(REQUIRED TASK):
Can you write out the entries again from the start through the line containing "x=34, y=363", adding -99 to each coordinate in the answers and keeping every other line as it is?

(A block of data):
'''

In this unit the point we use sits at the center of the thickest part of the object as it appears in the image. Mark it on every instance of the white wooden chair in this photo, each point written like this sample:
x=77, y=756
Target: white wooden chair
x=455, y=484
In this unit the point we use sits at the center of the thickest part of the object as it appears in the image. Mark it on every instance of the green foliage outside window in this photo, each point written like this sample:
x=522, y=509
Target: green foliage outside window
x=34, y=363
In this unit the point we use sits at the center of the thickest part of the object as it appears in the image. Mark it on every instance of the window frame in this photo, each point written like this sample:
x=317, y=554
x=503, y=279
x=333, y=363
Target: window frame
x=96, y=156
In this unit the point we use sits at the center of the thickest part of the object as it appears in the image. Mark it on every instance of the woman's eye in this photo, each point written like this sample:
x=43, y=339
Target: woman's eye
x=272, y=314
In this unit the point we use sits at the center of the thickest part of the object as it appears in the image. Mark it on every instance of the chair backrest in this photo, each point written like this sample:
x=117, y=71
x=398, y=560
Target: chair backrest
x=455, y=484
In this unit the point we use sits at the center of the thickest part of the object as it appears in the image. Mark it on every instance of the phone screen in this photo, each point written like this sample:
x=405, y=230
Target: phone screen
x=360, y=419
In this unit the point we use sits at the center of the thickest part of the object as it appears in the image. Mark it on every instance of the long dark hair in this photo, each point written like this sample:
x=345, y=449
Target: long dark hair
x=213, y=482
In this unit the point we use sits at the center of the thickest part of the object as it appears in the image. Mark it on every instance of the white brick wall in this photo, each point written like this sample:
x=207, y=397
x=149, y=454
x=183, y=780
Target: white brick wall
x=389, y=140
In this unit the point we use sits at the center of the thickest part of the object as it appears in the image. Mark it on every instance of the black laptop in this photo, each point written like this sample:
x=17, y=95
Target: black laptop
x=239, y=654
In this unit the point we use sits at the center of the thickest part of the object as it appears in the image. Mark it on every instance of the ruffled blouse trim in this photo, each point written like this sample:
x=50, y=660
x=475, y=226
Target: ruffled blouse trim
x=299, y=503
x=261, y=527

'''

(RESPONSE BELOW):
In this unit the point we use sits at the center of the thickest part of the object as it appears in the image. Mark it on every instance of the white wooden chair in this photo, each point written like this sample:
x=77, y=756
Target: white wooden chair
x=356, y=385
In this unit the point we use sits at the center of the thickest part of the object as it appears in the image. Mark it on every instance of the green foliage outside window in this photo, each point written like this sample:
x=522, y=509
Target: green foliage outside window
x=-65, y=264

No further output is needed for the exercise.